▶ Dataset extract
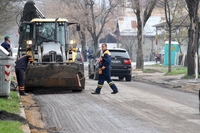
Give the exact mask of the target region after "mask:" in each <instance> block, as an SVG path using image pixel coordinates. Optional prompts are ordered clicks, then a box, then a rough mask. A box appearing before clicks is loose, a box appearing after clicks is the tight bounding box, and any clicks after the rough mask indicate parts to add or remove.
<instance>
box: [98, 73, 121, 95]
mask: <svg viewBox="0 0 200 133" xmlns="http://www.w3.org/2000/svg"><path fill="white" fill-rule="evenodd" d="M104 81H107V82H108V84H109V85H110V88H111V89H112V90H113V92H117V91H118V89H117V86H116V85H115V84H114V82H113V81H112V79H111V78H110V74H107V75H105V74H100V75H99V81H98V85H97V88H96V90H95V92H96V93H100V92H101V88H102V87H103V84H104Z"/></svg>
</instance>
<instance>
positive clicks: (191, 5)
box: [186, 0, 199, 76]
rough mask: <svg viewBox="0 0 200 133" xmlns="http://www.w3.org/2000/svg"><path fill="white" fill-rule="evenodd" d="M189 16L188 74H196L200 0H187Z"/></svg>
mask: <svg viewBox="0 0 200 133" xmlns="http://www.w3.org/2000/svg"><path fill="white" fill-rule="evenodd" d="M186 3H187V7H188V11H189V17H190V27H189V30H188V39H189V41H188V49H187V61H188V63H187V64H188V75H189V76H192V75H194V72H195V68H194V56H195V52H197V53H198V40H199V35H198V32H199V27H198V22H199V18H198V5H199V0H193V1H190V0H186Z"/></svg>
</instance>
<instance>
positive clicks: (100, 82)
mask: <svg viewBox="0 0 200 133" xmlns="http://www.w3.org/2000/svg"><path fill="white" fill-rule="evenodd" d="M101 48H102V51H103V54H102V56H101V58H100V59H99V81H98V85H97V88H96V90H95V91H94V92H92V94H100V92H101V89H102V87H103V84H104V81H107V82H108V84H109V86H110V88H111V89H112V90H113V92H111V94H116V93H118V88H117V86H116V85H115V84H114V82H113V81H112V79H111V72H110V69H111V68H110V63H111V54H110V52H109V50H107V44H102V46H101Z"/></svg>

* * *

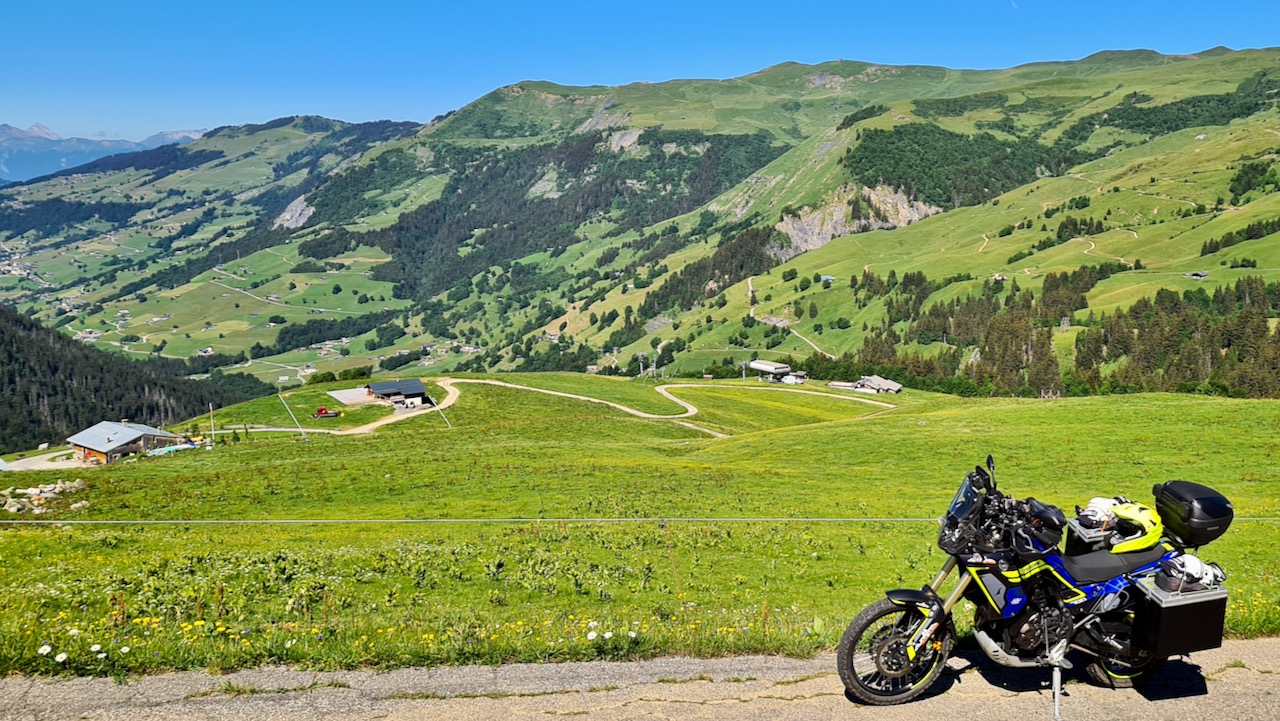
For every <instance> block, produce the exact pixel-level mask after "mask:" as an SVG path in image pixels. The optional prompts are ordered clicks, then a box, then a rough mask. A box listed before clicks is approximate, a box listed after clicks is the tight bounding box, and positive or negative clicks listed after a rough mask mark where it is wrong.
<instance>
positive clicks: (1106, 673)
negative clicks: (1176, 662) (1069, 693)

▶ Work to be completed
Filter the records for lines holding the string "exact". Copy each one.

▶ Answer area
Give the exact mask of the target region after "mask:" in each <instance> block, as an SVG path using image pixel coordinates. Optional prompts are ordered clicks, then a box, then a rough mask. A box appearing before clicks is loose, a box appearing after clicks is the tight bounding box, and any clicks after the rough mask indicate parts to add or remove.
For every <instance> block, produce the exact pixel-level mask after "mask:" as an SVG path in image pixels. The optional prompts are ordered clicks, then a box, then a rough mask. A box listed before clicks is approximate, a box listed after clicks is the tight bounding box, and positive or negative clicks listed after a rough mask mark where it is wrong.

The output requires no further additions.